■ EXERCISE:
Copy out exactly the lines from the start of the data to the line containing "standing spectator, as integer pixel positions.". Include both.

■ PROVIDED ENTRIES:
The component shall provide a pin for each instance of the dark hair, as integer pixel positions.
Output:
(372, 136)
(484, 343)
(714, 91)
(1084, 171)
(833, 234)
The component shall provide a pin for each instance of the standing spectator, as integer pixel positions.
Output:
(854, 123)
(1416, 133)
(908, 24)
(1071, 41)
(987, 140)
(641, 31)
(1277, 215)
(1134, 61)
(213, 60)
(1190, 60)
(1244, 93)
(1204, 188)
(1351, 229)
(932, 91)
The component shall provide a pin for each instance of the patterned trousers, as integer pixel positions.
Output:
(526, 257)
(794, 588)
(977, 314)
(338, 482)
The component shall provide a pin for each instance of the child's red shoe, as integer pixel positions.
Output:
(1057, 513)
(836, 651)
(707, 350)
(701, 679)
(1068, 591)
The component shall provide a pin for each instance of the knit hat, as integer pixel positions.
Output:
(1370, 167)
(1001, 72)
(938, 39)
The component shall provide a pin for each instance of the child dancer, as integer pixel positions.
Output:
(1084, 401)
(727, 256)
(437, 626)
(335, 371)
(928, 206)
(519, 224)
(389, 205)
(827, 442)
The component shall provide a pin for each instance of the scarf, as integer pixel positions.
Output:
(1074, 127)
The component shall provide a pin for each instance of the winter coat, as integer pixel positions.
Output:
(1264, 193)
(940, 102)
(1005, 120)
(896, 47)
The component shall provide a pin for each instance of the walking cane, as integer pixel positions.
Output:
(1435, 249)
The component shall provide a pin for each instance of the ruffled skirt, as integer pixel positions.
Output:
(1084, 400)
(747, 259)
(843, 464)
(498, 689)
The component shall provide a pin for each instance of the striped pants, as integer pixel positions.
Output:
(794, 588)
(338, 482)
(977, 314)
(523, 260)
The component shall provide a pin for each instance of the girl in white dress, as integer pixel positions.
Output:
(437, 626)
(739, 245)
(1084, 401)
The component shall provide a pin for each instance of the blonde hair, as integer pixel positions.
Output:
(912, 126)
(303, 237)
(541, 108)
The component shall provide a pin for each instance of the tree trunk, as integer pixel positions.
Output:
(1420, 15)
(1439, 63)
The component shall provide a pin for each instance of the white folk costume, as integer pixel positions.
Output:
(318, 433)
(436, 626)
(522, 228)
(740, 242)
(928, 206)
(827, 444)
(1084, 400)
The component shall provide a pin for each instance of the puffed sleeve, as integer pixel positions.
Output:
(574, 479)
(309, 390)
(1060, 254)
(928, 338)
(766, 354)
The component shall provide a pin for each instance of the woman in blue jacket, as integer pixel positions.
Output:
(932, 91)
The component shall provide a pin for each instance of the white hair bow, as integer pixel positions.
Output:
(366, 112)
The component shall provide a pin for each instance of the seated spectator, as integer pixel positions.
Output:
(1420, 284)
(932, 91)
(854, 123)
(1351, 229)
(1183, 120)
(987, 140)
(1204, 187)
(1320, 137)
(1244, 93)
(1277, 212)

■ SOLUTION BELOW:
The component shall provide a pin for each instance of the dark hair, as integer pixel positions.
Output:
(372, 136)
(484, 343)
(714, 91)
(1084, 171)
(833, 234)
The component shall provide a pin for each instance of the standing spectator, as integer pixel positions.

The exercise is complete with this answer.